> What you are asked to do
Gather every line from the rows below that contains the string "window" and copy each one unchanged. Case counts.

> Extracted material
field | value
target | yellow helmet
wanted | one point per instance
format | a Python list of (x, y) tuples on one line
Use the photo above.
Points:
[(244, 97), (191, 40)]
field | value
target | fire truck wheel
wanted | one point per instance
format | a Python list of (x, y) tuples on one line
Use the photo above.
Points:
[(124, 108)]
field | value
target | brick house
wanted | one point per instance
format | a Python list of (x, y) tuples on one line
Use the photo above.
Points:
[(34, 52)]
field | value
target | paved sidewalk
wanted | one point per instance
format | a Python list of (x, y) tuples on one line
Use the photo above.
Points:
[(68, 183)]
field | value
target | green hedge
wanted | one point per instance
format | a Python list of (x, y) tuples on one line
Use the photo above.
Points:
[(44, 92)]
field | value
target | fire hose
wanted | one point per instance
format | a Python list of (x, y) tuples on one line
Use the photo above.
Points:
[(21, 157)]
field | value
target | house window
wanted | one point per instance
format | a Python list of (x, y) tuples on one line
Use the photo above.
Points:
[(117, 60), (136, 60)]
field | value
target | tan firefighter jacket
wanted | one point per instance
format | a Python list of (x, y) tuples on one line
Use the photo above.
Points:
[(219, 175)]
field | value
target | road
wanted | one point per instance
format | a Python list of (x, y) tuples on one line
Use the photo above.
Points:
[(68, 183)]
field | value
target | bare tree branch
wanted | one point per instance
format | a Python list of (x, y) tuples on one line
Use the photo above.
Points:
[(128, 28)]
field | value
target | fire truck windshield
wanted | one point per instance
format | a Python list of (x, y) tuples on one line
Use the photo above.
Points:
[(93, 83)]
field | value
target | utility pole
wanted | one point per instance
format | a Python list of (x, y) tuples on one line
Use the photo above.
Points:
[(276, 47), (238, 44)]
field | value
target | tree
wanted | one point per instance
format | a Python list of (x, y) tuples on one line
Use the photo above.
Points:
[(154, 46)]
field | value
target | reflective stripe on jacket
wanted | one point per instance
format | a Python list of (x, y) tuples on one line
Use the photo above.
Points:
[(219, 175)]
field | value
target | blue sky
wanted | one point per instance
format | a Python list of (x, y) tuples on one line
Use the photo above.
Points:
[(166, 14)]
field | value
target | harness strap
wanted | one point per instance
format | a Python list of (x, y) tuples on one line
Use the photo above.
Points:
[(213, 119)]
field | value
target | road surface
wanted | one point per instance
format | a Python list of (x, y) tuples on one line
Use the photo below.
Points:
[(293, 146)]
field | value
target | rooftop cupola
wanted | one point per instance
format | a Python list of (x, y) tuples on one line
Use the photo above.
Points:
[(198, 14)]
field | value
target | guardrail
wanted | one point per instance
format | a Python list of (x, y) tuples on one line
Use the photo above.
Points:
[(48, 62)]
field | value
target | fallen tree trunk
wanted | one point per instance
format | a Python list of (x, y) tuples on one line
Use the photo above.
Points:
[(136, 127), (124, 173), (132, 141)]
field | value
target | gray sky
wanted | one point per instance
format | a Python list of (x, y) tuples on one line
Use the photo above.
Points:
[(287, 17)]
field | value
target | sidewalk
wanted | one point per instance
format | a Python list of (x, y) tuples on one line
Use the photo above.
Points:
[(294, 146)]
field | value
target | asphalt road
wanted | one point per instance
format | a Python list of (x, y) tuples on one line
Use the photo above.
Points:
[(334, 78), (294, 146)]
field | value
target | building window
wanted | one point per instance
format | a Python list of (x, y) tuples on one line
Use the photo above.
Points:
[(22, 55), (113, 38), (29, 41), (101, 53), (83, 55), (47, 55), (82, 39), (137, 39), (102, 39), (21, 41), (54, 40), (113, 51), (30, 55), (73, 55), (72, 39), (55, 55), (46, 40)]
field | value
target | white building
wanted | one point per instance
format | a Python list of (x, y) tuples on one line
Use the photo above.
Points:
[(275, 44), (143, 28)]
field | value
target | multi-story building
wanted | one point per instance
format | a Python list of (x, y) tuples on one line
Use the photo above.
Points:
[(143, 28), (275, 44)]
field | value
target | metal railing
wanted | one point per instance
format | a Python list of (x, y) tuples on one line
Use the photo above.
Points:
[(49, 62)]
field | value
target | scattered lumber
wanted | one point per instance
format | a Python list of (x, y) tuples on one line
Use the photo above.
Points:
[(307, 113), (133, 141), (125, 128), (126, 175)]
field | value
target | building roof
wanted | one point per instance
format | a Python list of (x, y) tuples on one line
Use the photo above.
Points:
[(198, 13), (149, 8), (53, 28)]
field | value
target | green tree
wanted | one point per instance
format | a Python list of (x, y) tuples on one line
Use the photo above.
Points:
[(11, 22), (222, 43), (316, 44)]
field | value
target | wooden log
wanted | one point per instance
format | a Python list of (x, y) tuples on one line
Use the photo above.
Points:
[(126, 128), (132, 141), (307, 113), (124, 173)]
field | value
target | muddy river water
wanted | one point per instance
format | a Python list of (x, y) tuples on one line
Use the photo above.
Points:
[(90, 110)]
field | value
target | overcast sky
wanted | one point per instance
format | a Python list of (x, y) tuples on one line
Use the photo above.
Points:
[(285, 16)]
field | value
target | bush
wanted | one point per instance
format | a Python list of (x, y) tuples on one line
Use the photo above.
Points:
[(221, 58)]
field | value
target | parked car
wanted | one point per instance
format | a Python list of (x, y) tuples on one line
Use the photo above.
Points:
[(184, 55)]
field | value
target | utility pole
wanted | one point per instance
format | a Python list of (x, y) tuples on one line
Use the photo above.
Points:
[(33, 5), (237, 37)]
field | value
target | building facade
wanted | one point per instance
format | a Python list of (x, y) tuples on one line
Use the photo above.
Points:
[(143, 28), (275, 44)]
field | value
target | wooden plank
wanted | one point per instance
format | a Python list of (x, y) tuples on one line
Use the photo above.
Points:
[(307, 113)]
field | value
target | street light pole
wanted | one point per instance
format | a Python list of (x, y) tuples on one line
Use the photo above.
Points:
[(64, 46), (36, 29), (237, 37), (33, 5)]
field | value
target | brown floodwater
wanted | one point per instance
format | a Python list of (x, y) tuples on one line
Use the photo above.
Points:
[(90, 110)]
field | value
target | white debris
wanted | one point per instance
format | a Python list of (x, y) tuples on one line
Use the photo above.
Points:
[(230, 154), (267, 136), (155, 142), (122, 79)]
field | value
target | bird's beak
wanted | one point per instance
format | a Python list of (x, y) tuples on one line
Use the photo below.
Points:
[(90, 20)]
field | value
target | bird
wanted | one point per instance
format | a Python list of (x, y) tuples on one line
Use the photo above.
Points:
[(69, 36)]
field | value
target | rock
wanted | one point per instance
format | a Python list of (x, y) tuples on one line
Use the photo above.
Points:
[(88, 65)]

...

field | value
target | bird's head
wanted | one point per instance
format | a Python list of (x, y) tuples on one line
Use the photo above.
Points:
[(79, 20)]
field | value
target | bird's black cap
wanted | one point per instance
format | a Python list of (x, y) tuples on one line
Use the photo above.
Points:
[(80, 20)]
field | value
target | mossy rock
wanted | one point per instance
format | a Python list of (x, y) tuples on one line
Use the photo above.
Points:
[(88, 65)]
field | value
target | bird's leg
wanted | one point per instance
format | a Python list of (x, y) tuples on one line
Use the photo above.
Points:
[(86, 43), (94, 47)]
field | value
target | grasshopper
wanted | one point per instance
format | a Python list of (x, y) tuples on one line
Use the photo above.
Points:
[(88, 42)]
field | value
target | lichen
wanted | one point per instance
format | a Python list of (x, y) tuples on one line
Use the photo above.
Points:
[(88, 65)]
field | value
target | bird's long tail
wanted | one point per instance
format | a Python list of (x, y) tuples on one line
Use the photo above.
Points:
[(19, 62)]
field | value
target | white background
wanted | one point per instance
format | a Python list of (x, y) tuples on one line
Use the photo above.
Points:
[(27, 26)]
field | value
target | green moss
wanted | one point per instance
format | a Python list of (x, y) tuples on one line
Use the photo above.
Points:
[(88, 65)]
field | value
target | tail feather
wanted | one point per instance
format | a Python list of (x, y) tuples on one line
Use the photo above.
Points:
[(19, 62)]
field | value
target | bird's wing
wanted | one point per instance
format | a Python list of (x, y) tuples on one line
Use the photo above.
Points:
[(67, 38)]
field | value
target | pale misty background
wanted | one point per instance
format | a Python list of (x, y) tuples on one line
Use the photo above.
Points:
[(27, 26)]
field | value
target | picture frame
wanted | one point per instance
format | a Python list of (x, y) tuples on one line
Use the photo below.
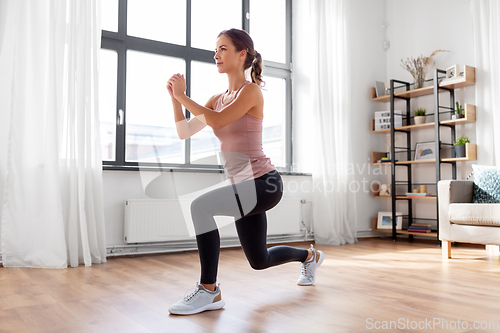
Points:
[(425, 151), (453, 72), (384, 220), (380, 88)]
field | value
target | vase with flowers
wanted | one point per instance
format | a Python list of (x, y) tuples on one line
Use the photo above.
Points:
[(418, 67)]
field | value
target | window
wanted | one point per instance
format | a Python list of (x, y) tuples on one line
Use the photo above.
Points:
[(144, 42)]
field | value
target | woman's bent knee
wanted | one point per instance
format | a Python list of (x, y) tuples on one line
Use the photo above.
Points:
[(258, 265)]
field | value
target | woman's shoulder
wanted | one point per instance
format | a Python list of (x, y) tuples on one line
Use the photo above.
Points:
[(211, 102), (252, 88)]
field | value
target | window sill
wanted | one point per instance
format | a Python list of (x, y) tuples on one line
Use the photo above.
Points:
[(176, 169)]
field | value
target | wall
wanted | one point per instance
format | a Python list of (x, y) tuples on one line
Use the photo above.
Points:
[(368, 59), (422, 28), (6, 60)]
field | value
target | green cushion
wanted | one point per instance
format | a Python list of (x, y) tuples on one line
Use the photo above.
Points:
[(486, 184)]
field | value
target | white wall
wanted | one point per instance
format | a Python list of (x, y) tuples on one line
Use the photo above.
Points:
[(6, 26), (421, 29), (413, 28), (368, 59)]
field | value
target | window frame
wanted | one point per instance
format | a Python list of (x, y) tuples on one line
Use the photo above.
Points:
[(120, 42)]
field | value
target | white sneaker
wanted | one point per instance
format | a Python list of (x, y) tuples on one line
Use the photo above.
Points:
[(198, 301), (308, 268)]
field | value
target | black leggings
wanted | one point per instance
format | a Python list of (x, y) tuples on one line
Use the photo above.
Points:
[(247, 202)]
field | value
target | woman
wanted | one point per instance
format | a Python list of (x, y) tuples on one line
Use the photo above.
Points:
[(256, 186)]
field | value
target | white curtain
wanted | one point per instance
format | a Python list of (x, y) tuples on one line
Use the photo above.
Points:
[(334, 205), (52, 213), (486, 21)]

> Task answer
target | house window
target | building window
target | window
target | window sill
target | window frame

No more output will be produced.